▸ **Records shown**:
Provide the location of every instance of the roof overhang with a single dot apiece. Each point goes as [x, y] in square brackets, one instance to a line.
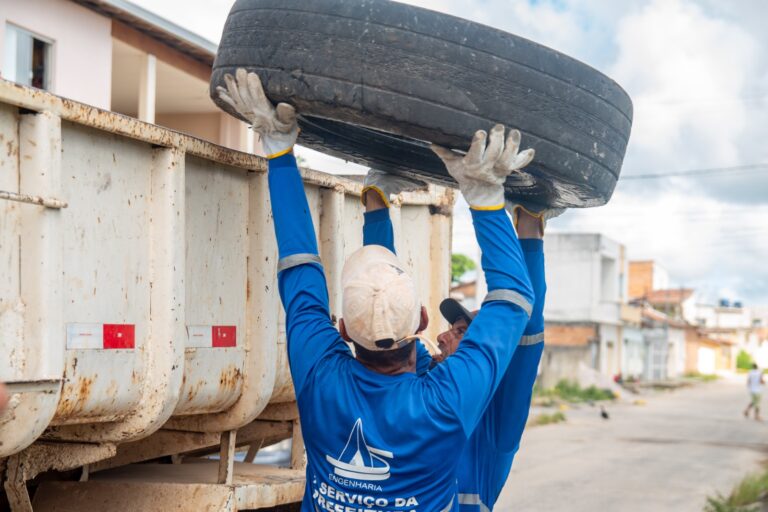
[155, 27]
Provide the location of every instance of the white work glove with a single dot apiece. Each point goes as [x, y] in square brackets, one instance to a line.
[386, 184]
[277, 127]
[482, 171]
[543, 215]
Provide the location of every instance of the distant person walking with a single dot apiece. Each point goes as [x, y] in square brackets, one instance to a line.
[755, 383]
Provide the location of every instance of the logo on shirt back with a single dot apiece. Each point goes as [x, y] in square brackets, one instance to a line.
[360, 461]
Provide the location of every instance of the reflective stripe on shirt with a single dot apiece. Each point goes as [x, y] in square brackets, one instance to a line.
[532, 339]
[473, 499]
[294, 260]
[510, 296]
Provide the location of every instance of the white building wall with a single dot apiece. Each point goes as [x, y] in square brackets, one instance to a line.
[660, 277]
[82, 45]
[676, 360]
[583, 278]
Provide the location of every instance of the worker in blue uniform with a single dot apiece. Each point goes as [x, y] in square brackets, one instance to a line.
[377, 435]
[489, 453]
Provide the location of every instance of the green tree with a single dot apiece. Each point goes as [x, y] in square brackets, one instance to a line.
[744, 361]
[460, 265]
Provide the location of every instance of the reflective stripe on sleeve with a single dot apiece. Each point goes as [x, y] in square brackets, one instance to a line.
[510, 296]
[532, 339]
[294, 260]
[473, 499]
[448, 507]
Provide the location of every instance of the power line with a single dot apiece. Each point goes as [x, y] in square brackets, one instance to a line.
[712, 171]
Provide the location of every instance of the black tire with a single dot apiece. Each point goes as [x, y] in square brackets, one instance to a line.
[376, 81]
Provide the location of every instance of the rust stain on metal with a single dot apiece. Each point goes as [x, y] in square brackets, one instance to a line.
[194, 390]
[229, 379]
[74, 397]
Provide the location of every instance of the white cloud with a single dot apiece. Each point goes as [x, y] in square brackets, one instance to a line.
[685, 72]
[698, 75]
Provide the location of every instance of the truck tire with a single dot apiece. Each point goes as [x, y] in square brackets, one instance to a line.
[376, 81]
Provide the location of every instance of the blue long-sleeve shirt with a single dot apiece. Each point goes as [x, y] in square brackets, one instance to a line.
[383, 442]
[489, 453]
[488, 456]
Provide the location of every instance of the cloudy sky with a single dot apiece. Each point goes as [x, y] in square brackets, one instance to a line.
[697, 71]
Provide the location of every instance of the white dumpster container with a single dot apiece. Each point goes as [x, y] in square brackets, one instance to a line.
[138, 285]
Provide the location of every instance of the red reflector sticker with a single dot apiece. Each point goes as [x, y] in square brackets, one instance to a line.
[224, 336]
[117, 336]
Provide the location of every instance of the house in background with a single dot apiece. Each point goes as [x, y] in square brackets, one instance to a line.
[634, 352]
[117, 56]
[585, 292]
[645, 276]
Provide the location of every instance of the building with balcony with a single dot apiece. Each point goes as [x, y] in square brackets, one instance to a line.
[117, 56]
[586, 288]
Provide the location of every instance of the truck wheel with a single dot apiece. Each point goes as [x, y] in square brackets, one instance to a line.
[377, 81]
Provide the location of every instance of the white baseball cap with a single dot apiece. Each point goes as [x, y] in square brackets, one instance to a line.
[379, 299]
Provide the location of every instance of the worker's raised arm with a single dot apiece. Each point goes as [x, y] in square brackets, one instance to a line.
[301, 280]
[467, 380]
[508, 411]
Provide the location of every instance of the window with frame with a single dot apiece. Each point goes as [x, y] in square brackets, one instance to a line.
[27, 59]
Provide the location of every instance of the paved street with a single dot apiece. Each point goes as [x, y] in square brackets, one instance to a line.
[667, 455]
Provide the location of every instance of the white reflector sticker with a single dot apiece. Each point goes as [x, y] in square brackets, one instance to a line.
[211, 336]
[101, 336]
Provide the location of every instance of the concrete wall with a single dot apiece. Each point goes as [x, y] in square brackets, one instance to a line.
[677, 352]
[204, 125]
[633, 354]
[82, 45]
[584, 278]
[645, 276]
[610, 349]
[570, 335]
[562, 362]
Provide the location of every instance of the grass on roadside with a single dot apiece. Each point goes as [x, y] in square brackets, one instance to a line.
[547, 419]
[572, 392]
[749, 495]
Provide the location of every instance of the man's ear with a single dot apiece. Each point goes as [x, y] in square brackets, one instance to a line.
[343, 331]
[424, 320]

▸ **Objective**:
Rewrite every one of the entries above, replacing "with a single dot apiece" with "with one dot each" wherever it occurs and leaving all other wording unchanged. Omit the pictures from your version.

▸ **Result of this task**:
Provide the location of every instance of the roof overhang with one dot each. Each point goes as [x, y] in square brackets, one instance to a line.
[155, 27]
Provide the location of every instance of the white work glove with one dot each. Each point goes as [x, y] in square brackets, one instance to a line.
[386, 184]
[277, 127]
[482, 171]
[543, 215]
Provide the location of every instance of the distant person walking with one dot each. Each point goes as [x, y] in square brackets, one instance to a line.
[755, 383]
Provide the location of every instance of the logo on shirt back with one dot each. Each point goes as [x, y] in square brackets, one instance to a line.
[360, 461]
Provide the location of every instance of the reflective stripe on shirt with one dot each. Each point goes as [x, y] in square brackets, one instance to a line.
[532, 339]
[473, 499]
[294, 260]
[510, 296]
Provide the location of every instance of the white building wall with one dot each. Each point goes as [x, y] in square brackets, one instance to a line.
[660, 277]
[82, 45]
[676, 360]
[583, 278]
Provide the location of every instance of the worker in blue uniform with one dot each. Each point goes as [x, y] in square brackets, one instance to a line.
[377, 435]
[489, 453]
Provide the location of every instance of the green tree with one dot each. Each point goes as [x, y] in square brackets, one instance to a line.
[744, 361]
[460, 265]
Provide the location of every instance of the reflective stripe on sleeve with one dot each. Each point goes as [x, y] in square brackets, one instance to a line.
[510, 296]
[532, 339]
[294, 260]
[473, 499]
[448, 507]
Provide the location of every instance of the power line with one dot each. Each point goes as [x, y] in square brackets, one instance to a line.
[712, 171]
Provide the location of every instance of the black tire with one dot each. Each point goes as [x, y] in square brackets, one instance to a line.
[376, 81]
Provide the location of every instance of the rust stain on metal with one dot each. Each point goes as [x, y] in square brackets, one instance to a line.
[194, 390]
[229, 379]
[74, 397]
Provide the location of every instance of the white cloud with one dot each. Each point goes as [x, y] in square brackets, one instance to a line.
[685, 72]
[698, 75]
Provide the location of every instance of the truck tire with one dot each. Each point goes as [x, y] in square brackets, one instance to a line.
[376, 81]
Provide the location of every instance of the blue long-sleeve shirt with one dot each. Each point goes as [x, y] in square brackets, one instance to a line.
[383, 442]
[489, 453]
[488, 456]
Provide the location of every instance of the cloudy sky with one dot each. Each point goes as [x, y] in square brackets, one instance to a line.
[697, 71]
Provide the location of every instance of the white dumpster container with one dot each. Each point goes as [x, y] in square brackets, one instance to a line.
[138, 285]
Provide the location of every instance of the red reflector sticker with one dot each. Each point goes as [x, y] in square brackets, one instance to a line.
[224, 336]
[117, 336]
Provide the location of every instance of the house in background with one dot each. Each point goes as [x, y] in square brackets, one instance to a line.
[634, 352]
[117, 56]
[585, 292]
[645, 276]
Provide the location of every instance of the building with balcony with one dot each. Each point goes as [x, y] in square brackets, one instance to a line.
[117, 56]
[586, 288]
Provide the location of every instance of the truck wheel with one dot each. Each point goes as [x, y] in square brackets, one instance to a line.
[377, 81]
Provide the location of every instance of the white baseball cap with one dot each. Each point goes as [x, y] in square brackets, one instance to a line.
[379, 299]
Provide the location of every instance of the worker's raised arm with one dot each. Each point goes as [x, y] in square brackets, one instance to a line.
[301, 280]
[467, 380]
[508, 411]
Provide the location of every instance of the window with frame with one dot each. Each point goes as [x, y] in square brackets, one instance to a line.
[27, 59]
Provide the location of every instance of the paved street with one dot each. Each point goes as [x, y] in square brackets, one instance to a line.
[667, 455]
Provide the location of every instance of the white reflector sticker with one dot each. Each point goes as [x, y] in square brackets, one instance to a line.
[211, 336]
[101, 336]
Provide the location of every instance of the concrete wall with one dot each. Each point goes as [x, y] in square brackets, one instance to a line.
[677, 352]
[204, 125]
[633, 354]
[82, 45]
[584, 278]
[645, 276]
[610, 349]
[570, 335]
[562, 362]
Provide the location of every instance of the grass on roadside with one dot each. Each point goes as [x, y] in square brackets, one instance to a line.
[547, 419]
[572, 392]
[749, 495]
Provide the location of every instance of the man's ear with one dot each. Each point goes as [x, y] in square brackets, one instance to a line.
[343, 331]
[424, 320]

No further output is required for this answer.